→ **JOB 1**
Update the account of the Colonels' baseball games by writing it out again, starting with "The Colonels were" and going on through "at Meinken Field.", with "Saturday" replaced by "Friday".
→ **JOB 2**
Answer these questions using the account of the Colonels' baseball games:
(a) Which team did the Colonels play in the semifinals?
(b) What was the final score of the win over Beechwood?
(c) Who coaches the Colonels?
→ **JOB 3**
Continue the account of the Colonels' baseball games, picking up after its last sentence.

→ **DOCUMENT SEGMENT**
---+---

And it was done on some more two-out, seventh inning magic.

The Colonels were facing a 3-2 deficit in the bottom of the seventh against Holy Cross on Saturday in the semifinals, the Indians a strike away from pulling off what would have been considered a mammoth upset. But a walk, error and two passed balls later, the Colonels pulled off the comeback for a 4-3 victory and advancing to Tuesday’s championship to take on Beechwood for the 10th straight season.

CovCath scored three more in the seventh on Tuesday night, knocking off Beechwood 7-4 at Meinken Field.

“I’ve never really had a team like this. I’ve always been fortunate to have a lot of seniors every year I’ve coached up until now. Only have four and they’ve done a good job leading and that’s for sure,” Colonels coach Bill Krumpelbeck said.

Jackson Reardon’s go-ahead RBI single in the seventh inning proved to be the difference maker for a Colonels team that had left 12 on the basepaths in the first six innings.

---+---

→ **SUPPLIED INFORMATION**
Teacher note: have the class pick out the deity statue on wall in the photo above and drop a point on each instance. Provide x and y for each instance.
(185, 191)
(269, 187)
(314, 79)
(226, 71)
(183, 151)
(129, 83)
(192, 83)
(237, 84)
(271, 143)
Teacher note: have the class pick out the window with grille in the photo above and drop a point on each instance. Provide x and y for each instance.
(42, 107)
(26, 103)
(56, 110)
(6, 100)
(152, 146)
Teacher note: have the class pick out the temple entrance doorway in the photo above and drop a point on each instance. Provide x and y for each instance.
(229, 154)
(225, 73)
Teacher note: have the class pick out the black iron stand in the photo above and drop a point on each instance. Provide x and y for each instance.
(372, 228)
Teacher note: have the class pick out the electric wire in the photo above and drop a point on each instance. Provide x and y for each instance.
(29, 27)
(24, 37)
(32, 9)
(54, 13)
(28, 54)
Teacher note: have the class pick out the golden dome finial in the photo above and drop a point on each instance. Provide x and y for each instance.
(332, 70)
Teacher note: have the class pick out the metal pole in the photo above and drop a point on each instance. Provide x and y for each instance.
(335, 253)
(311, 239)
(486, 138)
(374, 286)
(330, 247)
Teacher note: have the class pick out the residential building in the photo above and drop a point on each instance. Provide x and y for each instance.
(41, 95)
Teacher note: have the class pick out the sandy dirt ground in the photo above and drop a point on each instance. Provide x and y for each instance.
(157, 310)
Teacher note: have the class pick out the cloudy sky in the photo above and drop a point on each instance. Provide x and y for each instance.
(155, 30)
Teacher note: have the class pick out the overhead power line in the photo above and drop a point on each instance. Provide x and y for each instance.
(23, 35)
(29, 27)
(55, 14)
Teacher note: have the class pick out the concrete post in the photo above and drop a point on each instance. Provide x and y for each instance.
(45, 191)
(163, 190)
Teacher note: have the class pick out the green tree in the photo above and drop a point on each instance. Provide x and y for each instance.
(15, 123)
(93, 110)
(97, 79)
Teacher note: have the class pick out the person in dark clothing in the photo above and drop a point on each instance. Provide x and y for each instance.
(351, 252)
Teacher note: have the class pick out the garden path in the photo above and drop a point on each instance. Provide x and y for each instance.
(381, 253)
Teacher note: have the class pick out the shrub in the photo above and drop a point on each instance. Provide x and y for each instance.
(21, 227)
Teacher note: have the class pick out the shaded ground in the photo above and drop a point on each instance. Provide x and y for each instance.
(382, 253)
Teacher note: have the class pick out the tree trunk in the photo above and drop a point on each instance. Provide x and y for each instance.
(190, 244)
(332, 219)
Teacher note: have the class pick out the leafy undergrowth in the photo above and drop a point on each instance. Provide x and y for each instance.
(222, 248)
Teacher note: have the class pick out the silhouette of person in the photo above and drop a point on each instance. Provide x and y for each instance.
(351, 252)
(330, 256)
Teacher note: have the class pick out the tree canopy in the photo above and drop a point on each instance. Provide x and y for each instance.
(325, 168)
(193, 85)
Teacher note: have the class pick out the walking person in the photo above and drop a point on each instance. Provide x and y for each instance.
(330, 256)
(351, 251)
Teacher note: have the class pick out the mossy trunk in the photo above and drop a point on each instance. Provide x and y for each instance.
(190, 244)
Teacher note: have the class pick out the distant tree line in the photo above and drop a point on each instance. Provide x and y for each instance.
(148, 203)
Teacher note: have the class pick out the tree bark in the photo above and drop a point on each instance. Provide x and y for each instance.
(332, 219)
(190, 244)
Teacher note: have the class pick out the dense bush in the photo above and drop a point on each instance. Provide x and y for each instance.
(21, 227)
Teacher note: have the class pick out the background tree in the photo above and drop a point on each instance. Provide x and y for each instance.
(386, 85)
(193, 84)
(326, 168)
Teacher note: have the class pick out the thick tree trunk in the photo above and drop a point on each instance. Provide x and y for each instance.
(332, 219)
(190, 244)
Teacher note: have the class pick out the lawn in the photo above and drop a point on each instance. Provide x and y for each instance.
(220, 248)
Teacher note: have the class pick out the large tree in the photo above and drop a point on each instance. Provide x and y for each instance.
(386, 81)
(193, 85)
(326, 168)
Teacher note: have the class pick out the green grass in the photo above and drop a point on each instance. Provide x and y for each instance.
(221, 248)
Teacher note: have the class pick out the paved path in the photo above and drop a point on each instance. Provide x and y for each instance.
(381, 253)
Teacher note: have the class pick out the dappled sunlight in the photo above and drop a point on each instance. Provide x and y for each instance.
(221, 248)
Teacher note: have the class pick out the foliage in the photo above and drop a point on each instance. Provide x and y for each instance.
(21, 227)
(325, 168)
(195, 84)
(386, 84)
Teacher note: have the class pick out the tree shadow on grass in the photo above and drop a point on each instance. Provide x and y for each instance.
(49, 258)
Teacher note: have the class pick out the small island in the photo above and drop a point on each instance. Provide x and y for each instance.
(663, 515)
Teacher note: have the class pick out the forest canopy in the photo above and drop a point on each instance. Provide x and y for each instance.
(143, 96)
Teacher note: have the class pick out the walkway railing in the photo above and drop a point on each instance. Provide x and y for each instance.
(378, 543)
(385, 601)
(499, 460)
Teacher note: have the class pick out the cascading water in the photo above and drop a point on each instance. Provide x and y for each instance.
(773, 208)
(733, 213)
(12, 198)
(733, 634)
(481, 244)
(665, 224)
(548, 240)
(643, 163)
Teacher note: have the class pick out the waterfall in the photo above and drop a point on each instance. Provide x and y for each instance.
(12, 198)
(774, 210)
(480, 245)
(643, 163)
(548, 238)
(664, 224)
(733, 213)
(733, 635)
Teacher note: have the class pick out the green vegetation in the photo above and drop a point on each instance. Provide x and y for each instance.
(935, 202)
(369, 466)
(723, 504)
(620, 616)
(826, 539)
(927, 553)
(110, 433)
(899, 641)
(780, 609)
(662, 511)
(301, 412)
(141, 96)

---+---

→ **WRITTEN RESPONSE 1**
The Colonels were facing a 3-2 deficit in the bottom of the seventh against Holy Cross on Friday in the semifinals, the Indians a strike away from pulling off what would have been considered a mammoth upset. But a walk, error and two passed balls later, the Colonels pulled off the comeback for a 4-3 victory and advancing to Tuesday’s championship to take on Beechwood for the 10th straight season.

CovCath scored three more in the seventh on Tuesday night, knocking off Beechwood 7-4 at Meinken Field.

→ **WRITTEN RESPONSE 2**
(a) Holy Cross
(b) 7-4
(c) Bill Krumpelbeck

→ **WRITTEN RESPONSE 3**
“We’ve been stressing in practice lay off that first pitch curveball, which we were getting in trouble earlier in the game. They did a little bit better laying off it and looking for your pitch. We’ve pretty much preached in practice,” Krumpelbeck said.

After Matthew Kappes got the first two outs of the frame via strikeout, Charlie Dieruf started the rally with a two-out double on a blooper to right, Reardon following with a single to left center to score him.

Max Lawrie and Owen Leen added run-scoring singles for insurance and a three-run lead headed to the final frame. Senior Jonathan Fitz came on in the bottom half for the save, striking out two and working around a walk and hit batter. Fitz is normally the team’s backbone of defense at catcher or leading hitter, he can now add closer as another title.

“I kind of knew before coming into the day that if we had a lead going into the seventh I was throwing that. I was ready for it, I knew it was coming, so just happy I got the opportunity,” Fitz said.

The game started off with a fury, the Colonels plating two runs on a Lawrie sac fly RBI and a Leen sac bunt RBI. Dieruf struggled on the bump in the first inning, allowing four Tiger hits for three runs.

Krumplebeck turned to Chris Young, who came on with the bases loaded and two outs, getting a strikeout to end the inning.

Young would go on to pitch the next four innings scoreless until Keagan Hutton’s pinch-hit double scored Mason Preston to tie the game up at four in the sixth. It was just Hutton’s third at-bat of the season, delivering the game-tying hit.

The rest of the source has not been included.